Start Data listing
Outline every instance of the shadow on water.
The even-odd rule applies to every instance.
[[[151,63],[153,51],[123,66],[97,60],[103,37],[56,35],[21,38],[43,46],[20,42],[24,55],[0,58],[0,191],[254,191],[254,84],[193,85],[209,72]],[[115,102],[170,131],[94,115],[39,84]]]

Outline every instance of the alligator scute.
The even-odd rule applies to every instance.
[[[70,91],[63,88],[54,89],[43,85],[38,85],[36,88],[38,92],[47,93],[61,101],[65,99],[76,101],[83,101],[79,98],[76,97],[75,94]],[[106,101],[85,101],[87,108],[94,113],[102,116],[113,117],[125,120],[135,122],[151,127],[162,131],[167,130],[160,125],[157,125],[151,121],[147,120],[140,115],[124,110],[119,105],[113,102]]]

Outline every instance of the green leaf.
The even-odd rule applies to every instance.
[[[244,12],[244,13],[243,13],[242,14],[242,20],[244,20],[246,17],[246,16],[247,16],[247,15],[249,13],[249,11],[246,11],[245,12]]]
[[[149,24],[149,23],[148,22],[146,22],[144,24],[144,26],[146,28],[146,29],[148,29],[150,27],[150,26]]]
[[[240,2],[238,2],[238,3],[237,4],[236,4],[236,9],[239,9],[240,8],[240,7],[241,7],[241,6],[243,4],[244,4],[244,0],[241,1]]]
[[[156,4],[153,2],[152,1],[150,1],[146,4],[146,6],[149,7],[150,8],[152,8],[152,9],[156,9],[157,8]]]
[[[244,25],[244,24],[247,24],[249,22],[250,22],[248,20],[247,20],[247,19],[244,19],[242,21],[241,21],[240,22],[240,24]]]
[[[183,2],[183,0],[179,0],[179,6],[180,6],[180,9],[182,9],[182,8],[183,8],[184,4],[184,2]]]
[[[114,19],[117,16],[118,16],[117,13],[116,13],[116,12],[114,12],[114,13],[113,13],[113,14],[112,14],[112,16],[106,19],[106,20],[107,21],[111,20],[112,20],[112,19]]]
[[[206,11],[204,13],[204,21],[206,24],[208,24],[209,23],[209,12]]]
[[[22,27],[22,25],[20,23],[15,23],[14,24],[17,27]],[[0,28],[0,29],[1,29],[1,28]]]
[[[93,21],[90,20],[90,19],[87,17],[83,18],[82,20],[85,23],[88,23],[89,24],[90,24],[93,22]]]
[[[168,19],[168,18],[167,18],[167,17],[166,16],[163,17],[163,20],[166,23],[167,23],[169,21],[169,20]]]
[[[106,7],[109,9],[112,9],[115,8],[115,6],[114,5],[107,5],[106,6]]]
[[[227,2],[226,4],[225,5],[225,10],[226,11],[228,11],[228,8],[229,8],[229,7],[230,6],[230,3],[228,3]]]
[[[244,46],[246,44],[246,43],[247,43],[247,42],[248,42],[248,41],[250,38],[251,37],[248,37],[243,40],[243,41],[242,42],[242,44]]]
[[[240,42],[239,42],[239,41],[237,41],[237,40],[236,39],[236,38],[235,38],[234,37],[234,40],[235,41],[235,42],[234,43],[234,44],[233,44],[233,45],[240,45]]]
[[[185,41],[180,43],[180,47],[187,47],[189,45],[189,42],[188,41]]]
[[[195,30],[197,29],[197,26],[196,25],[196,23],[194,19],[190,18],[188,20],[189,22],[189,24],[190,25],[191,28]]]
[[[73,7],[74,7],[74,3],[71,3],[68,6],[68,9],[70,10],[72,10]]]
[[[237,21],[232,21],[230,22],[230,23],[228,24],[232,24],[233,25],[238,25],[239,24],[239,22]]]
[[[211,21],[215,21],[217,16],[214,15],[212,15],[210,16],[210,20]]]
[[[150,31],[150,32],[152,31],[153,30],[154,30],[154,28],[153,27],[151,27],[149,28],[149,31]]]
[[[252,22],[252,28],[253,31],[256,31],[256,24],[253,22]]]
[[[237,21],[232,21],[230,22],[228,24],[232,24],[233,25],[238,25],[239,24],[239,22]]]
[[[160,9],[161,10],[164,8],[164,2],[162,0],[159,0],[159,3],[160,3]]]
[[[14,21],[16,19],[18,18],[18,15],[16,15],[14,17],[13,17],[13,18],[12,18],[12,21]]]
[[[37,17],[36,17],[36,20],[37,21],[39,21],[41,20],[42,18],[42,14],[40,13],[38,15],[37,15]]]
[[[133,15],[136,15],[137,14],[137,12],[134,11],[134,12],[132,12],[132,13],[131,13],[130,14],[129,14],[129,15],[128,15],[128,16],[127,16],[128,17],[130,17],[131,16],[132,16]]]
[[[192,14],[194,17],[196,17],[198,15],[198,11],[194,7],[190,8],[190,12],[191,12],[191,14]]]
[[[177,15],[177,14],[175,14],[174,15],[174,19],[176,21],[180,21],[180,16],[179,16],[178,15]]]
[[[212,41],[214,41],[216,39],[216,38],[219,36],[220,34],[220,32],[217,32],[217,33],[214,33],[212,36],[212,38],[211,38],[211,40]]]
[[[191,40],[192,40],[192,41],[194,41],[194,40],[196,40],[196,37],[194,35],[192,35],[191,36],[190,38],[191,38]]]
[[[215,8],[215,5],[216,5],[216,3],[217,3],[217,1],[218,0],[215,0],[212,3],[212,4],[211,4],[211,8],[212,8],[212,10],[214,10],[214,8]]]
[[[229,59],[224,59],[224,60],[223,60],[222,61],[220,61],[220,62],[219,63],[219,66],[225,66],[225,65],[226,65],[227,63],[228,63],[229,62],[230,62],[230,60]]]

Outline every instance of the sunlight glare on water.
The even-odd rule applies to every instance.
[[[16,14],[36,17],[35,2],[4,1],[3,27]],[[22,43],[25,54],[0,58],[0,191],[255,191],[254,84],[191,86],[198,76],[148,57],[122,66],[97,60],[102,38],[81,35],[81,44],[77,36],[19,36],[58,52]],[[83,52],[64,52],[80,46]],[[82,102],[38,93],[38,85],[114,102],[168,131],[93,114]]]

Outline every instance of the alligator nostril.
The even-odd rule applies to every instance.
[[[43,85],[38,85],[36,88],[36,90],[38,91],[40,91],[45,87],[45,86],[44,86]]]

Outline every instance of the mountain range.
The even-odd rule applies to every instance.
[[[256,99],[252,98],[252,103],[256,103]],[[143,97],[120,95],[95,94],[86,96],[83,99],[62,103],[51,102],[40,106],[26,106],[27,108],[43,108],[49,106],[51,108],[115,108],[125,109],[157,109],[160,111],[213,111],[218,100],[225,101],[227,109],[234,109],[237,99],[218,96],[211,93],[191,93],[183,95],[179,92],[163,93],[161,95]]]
End Data listing
» **The exercise**
Can you repeat the part of the material above that opens with the line containing "Outline every instance of the green leaf." and closes with the line containing "[[[252,22],[252,28],[253,31],[256,31],[256,24],[253,22]]]"?

» **Expected output**
Outline every instance of the green leaf.
The even-odd rule applies to every instance.
[[[244,12],[244,13],[243,13],[242,14],[242,20],[244,20],[246,17],[246,16],[247,16],[247,15],[249,13],[249,11],[246,11],[245,12]]]
[[[149,24],[149,23],[148,22],[146,22],[144,24],[144,26],[146,28],[146,29],[148,29],[150,27],[150,26]]]
[[[240,2],[238,2],[238,3],[237,4],[236,4],[236,9],[239,9],[240,8],[240,7],[241,7],[241,6],[243,4],[244,4],[244,0],[241,1]]]
[[[156,4],[153,2],[152,1],[150,1],[146,4],[146,6],[149,7],[150,8],[152,8],[152,9],[156,9],[157,8]]]
[[[244,25],[244,24],[247,24],[249,22],[250,22],[248,20],[247,20],[247,19],[244,19],[242,21],[241,21],[240,22],[240,24]]]
[[[183,2],[183,0],[179,0],[179,6],[180,6],[180,9],[182,9],[182,8],[183,8],[184,4],[184,2]]]
[[[114,19],[117,16],[118,16],[117,13],[116,13],[116,12],[114,12],[114,13],[113,13],[113,14],[112,14],[112,16],[106,19],[106,20],[107,21],[111,20],[112,20],[112,19]]]
[[[206,11],[204,13],[204,21],[206,24],[208,24],[209,23],[209,12]]]
[[[22,27],[22,25],[20,23],[15,23],[14,24],[17,27]],[[0,28],[0,29],[1,29],[1,28]]]
[[[93,21],[90,20],[90,19],[87,17],[83,18],[82,20],[85,23],[88,23],[89,24],[90,24],[93,22]]]
[[[168,19],[168,18],[167,18],[167,17],[166,16],[163,17],[163,20],[166,23],[167,23],[169,21],[169,20]]]
[[[106,7],[109,9],[112,9],[115,8],[115,6],[114,5],[107,5],[106,6]]]
[[[227,2],[226,4],[225,5],[225,10],[226,11],[228,11],[228,8],[229,8],[229,7],[230,6],[230,3],[228,3]]]
[[[244,46],[246,44],[246,43],[247,43],[247,42],[248,42],[248,41],[250,38],[251,37],[248,37],[243,40],[243,41],[242,42],[242,44]]]
[[[240,42],[239,42],[239,41],[237,41],[237,40],[236,39],[236,38],[235,38],[234,37],[234,40],[235,41],[235,42],[234,43],[234,44],[233,44],[233,45],[240,45]]]
[[[185,41],[180,43],[180,47],[187,47],[189,45],[189,42],[188,41]]]
[[[195,30],[197,29],[197,26],[196,25],[196,23],[194,19],[190,18],[188,20],[189,22],[189,24],[190,25],[191,28]]]
[[[73,7],[74,7],[74,3],[71,3],[68,6],[68,9],[70,10],[72,10]]]
[[[237,21],[232,21],[230,22],[230,23],[228,24],[232,24],[233,25],[238,25],[239,24],[239,22]]]
[[[211,21],[215,21],[217,16],[214,15],[212,15],[210,16],[210,20]]]
[[[150,31],[150,32],[152,31],[153,30],[154,30],[154,28],[153,27],[151,27],[149,28],[149,31]]]
[[[252,22],[252,28],[253,31],[256,31],[256,24],[253,22]]]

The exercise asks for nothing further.